**ФРАГМЕНТЫ ДАННЫХ**.

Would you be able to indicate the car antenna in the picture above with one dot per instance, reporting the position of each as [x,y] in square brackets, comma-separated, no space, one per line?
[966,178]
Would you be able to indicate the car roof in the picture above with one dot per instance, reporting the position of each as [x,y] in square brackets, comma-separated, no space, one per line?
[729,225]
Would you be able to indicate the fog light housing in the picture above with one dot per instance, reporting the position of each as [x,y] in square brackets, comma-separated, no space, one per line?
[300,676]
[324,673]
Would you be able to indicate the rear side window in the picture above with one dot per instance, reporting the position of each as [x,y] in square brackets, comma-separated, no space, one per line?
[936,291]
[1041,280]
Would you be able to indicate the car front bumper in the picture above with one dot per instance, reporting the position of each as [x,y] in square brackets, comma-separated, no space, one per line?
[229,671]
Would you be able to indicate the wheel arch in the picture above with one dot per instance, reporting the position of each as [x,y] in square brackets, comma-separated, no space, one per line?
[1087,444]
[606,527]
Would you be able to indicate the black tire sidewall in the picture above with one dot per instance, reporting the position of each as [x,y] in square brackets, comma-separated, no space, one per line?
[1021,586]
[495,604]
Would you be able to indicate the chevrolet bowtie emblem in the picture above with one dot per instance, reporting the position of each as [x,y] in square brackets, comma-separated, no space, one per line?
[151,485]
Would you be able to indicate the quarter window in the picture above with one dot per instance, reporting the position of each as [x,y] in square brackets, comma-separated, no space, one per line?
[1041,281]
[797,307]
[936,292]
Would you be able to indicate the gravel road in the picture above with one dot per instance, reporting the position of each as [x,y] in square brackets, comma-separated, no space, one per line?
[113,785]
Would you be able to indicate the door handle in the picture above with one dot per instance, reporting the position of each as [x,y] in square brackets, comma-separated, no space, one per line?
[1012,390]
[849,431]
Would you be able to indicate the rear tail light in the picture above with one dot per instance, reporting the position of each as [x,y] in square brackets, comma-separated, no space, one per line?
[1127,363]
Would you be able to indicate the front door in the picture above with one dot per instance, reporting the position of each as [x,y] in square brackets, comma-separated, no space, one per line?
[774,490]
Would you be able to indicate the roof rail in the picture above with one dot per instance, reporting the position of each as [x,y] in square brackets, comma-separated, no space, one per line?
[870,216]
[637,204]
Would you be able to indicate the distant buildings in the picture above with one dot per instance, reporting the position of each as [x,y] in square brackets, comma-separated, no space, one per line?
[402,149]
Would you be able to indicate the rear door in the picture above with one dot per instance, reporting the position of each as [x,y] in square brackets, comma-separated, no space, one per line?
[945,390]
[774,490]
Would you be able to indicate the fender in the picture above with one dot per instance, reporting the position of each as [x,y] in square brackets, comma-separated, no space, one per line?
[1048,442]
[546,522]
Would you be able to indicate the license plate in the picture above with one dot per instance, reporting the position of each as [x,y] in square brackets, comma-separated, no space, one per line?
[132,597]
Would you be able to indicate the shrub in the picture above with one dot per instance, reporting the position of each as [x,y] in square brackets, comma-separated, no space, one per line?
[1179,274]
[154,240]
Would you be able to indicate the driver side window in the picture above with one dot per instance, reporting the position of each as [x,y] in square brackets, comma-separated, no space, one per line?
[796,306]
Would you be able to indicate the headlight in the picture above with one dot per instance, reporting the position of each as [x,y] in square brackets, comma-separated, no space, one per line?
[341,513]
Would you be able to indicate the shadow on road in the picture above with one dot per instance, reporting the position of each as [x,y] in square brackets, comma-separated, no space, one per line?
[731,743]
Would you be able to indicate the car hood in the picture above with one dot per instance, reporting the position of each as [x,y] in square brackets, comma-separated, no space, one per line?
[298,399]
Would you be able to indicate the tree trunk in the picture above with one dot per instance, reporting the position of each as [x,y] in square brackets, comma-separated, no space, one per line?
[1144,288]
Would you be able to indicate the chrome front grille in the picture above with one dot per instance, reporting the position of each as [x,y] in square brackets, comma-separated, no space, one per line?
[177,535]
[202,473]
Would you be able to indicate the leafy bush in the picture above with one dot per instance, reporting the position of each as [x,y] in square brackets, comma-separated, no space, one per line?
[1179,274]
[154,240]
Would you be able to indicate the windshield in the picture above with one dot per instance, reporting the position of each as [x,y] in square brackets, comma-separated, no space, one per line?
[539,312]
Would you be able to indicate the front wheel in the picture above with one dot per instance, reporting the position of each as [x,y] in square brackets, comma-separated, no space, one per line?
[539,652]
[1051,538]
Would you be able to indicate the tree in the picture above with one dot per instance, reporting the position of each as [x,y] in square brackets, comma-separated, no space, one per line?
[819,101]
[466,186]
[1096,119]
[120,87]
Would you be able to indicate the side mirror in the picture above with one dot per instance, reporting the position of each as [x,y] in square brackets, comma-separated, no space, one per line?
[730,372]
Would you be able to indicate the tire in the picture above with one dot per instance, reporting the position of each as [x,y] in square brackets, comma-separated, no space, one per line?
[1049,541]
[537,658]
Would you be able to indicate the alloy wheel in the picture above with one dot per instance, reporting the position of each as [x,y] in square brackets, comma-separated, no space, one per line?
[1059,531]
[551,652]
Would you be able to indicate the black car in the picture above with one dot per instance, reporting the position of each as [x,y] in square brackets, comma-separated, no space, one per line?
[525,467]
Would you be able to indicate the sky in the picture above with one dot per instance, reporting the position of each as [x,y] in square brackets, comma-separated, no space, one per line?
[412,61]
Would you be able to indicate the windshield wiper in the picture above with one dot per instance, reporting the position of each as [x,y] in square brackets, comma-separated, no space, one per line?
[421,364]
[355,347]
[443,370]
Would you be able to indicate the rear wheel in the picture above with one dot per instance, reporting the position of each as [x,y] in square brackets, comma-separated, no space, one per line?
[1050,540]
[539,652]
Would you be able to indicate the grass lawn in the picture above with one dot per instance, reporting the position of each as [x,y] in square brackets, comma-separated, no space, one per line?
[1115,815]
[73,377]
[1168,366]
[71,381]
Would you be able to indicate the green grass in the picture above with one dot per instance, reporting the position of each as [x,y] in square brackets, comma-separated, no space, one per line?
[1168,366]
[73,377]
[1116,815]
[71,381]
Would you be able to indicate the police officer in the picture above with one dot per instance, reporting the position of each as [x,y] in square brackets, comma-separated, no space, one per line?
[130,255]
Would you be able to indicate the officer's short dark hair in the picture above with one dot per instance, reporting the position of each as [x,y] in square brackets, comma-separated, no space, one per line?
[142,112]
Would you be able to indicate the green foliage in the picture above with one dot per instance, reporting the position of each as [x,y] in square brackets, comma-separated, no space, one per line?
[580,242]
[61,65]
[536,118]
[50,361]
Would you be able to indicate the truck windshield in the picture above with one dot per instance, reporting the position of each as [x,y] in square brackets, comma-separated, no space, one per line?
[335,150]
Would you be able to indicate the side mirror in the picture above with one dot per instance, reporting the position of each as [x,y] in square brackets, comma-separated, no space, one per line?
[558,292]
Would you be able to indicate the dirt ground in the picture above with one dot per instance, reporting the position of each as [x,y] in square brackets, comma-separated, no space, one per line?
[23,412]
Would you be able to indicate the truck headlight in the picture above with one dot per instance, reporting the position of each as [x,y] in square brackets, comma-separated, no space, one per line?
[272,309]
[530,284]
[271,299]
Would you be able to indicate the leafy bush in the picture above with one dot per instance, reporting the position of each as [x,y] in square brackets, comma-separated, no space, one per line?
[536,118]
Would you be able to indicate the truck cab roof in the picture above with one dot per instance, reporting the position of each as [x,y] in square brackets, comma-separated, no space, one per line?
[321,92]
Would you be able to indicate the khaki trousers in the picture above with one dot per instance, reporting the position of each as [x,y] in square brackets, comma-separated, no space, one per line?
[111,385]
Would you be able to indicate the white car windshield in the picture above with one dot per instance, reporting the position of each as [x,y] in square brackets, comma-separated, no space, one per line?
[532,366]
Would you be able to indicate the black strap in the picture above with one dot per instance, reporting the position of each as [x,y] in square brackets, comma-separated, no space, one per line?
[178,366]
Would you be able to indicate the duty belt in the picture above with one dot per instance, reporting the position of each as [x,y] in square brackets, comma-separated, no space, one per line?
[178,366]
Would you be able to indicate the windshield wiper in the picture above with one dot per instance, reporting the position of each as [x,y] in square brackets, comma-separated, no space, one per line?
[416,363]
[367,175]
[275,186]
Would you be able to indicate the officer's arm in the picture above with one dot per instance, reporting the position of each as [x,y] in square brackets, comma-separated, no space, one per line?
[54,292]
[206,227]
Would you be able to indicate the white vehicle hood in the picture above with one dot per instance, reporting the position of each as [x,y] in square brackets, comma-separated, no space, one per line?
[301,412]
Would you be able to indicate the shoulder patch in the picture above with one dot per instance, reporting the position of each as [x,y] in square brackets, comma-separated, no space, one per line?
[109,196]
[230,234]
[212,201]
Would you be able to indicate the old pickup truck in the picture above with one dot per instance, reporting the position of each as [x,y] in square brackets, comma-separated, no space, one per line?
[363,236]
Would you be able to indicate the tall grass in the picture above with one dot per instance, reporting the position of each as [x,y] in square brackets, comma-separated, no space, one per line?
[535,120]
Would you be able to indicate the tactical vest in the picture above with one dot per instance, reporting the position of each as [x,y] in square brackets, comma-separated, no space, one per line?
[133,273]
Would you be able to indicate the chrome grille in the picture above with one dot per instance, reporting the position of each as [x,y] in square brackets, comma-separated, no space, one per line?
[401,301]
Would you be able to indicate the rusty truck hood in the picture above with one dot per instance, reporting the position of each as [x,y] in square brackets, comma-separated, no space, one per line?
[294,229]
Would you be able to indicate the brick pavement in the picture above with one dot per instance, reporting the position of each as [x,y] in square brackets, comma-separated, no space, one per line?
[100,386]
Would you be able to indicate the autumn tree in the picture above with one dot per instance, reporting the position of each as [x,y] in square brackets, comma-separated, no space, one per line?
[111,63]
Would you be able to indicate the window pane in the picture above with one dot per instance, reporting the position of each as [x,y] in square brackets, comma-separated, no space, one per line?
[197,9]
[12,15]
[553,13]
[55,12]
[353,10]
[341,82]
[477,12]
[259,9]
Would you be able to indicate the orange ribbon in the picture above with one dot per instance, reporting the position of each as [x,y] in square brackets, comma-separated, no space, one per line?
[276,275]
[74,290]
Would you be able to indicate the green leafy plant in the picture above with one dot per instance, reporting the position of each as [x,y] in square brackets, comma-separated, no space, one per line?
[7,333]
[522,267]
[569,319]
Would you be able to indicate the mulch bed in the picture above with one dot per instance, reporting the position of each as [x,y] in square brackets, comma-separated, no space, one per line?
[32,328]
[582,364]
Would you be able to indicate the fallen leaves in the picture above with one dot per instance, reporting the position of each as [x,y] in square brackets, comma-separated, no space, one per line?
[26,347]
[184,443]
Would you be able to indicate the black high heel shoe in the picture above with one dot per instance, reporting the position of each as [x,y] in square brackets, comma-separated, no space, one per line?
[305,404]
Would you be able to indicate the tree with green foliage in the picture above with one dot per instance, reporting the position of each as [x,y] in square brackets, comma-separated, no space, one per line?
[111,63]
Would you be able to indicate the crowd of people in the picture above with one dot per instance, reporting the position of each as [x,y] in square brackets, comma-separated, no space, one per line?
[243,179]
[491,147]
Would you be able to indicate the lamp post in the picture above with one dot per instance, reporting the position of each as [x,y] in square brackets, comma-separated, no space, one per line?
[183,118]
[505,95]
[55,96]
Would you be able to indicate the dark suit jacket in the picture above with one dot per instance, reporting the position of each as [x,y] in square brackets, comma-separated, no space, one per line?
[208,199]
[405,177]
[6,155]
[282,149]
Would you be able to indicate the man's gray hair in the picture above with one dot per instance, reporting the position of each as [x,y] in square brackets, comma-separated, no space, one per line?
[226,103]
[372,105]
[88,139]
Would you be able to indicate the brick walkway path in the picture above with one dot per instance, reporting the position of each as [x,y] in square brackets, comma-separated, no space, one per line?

**ЦЕЛЬ ЗАДАНИЯ**. Отредактируйте часть списка от строки, содержащей «Would you be able to indicate the tree with», до конца списка включительно: замените «lamp post» на «street light», а всё остальное перепишите без изменений.

**ВЫПОЛНЕННОЕ ЗАДАНИЕ**.
Would you be able to indicate the tree with green foliage in the picture above with one dot per instance, reporting the position of each as [x,y] in square brackets, comma-separated, no space, one per line?
[111,63]
Would you be able to indicate the crowd of people in the picture above with one dot per instance, reporting the position of each as [x,y] in square brackets, comma-separated, no space, one per line?
[243,179]
[491,147]
Would you be able to indicate the street light in the picture above with one dot per instance, reporting the position of each as [x,y] in square brackets, comma-separated, no space, one per line?
[183,118]
[505,95]
[55,96]
Would you be able to indicate the dark suit jacket in the picture above with one dot per instance, reporting the position of each as [x,y] in square brackets, comma-separated, no space, one per line?
[208,199]
[405,177]
[6,155]
[282,149]
Would you be able to indicate the man's gray hair in the picture above with one dot per instance, reporting the position of each as [x,y] in square brackets, comma-separated, no space, one per line?
[226,103]
[372,105]
[88,139]
Would you be able to indicate the brick walkway path in the picture above with one dot per instance, reporting the position of each as [x,y] in square brackets, comma-separated, no space, one per line?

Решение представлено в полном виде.